## Provided entries
'''

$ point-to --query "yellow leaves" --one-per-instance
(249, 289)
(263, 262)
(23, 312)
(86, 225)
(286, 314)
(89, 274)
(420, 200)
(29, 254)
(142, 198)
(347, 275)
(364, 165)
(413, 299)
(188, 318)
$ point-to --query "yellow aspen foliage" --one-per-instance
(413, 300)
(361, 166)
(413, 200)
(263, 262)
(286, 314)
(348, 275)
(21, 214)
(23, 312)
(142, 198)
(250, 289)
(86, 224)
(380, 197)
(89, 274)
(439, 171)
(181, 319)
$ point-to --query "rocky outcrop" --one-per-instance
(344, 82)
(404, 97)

'''
'''

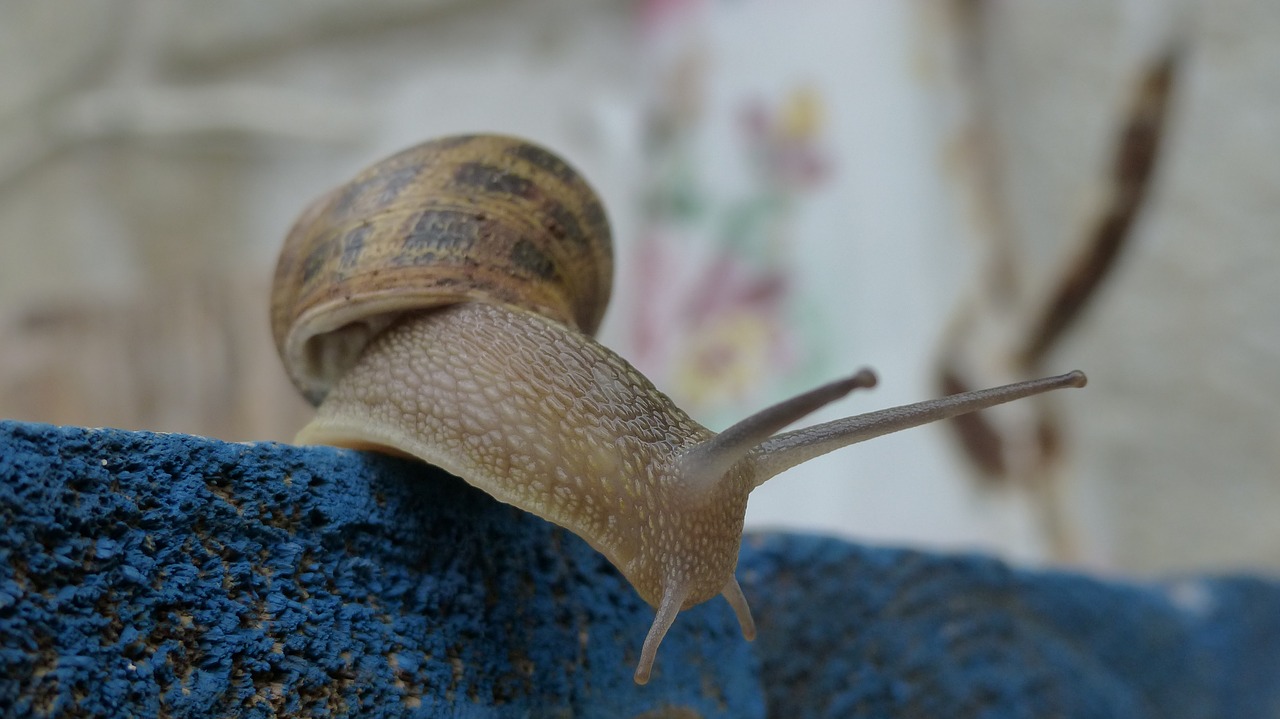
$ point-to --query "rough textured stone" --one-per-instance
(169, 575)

'''

## Directions
Which lines in the items contain the string "instance"? Locate each one and copy it in full, matching case exactly.

## Final answer
$ point-to --query "yellow leaves" --one-per-instance
$ point-to --query "yellow aspen foliage" --one-per-instance
$ point-to --query "rocky outcrop" --one-per-instance
$ point-to --query "rough textured stone" --one-per-instance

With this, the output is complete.